:: Problem description ::
Can you rewrite all of the material below so that each "pointer" becomes "locator", keeping everything else unchanged and leaving the pictures out?

### Material to process ###

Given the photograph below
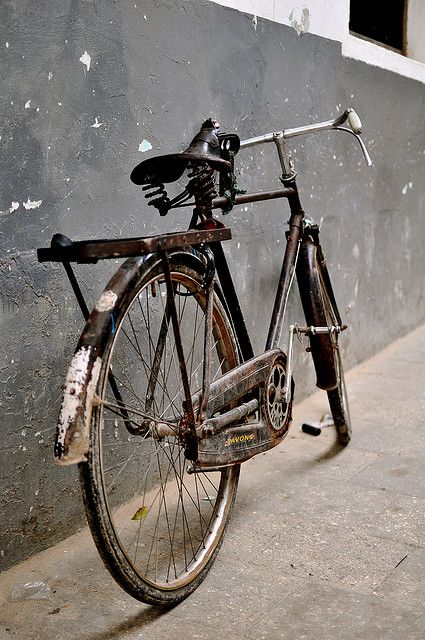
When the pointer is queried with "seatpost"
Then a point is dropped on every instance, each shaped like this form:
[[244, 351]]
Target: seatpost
[[284, 159]]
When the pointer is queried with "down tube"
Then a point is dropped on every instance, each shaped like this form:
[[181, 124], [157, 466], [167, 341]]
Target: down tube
[[285, 280]]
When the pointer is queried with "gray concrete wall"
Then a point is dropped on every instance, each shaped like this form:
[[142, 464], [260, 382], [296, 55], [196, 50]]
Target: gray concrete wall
[[157, 69]]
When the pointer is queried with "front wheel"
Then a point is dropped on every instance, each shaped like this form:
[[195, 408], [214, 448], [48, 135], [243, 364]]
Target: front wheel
[[321, 311], [157, 527]]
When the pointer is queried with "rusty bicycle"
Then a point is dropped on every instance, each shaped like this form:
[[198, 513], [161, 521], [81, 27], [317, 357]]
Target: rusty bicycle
[[164, 397]]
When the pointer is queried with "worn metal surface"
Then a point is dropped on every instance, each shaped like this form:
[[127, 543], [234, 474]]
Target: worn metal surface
[[93, 250]]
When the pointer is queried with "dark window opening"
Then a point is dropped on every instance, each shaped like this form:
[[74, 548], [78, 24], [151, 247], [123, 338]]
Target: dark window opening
[[381, 21]]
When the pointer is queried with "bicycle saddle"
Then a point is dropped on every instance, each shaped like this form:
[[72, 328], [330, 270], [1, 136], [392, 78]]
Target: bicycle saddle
[[205, 147]]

###

:: Final result ::
Given the photograph below
When the locator is queried with "seatpost"
Then a point is dropped on every instance, each shaped like this form:
[[244, 351]]
Target: seatpost
[[284, 159]]
When the locator is queried with "down tube"
Then a point is dropped on every instance, each shaped like this form:
[[181, 124], [157, 466], [167, 341]]
Target: down tube
[[285, 280]]
When the locator is queried with "gray concrete wall"
Then a point is dropped on every instance, each shaped like this form:
[[142, 464], [260, 382], [296, 55], [196, 50]]
Target: gray concrete wall
[[157, 69]]
When the locator is queried with "front wheel"
Then a point is dropped on every instance, each shaped like this form:
[[195, 408], [214, 448], [48, 135], [243, 364]]
Target: front wheel
[[321, 311], [157, 527]]
When the locator is queried with "rusty bicycle"
Then a point is dropped on every instance, each shaped like this form:
[[198, 513], [161, 521], [81, 27], [317, 357]]
Target: rusty bicycle
[[164, 397]]
When the locator is queried with "worn metal surface"
Then a point is dropped on every instance, each shaped like this form:
[[127, 543], [234, 474]]
Target: worn metal surface
[[93, 250]]
When the locator is queried with "dark window opening"
Then a point is dropped on every instance, each shaped like this form:
[[74, 548], [78, 24], [151, 247], [123, 338]]
Target: dark window opening
[[381, 21]]
When the locator is queried with "bicycle saddle"
Then a point is dropped on every instance, each shaped like this form:
[[72, 328], [330, 270], [1, 136], [392, 78]]
Target: bicycle saddle
[[205, 147]]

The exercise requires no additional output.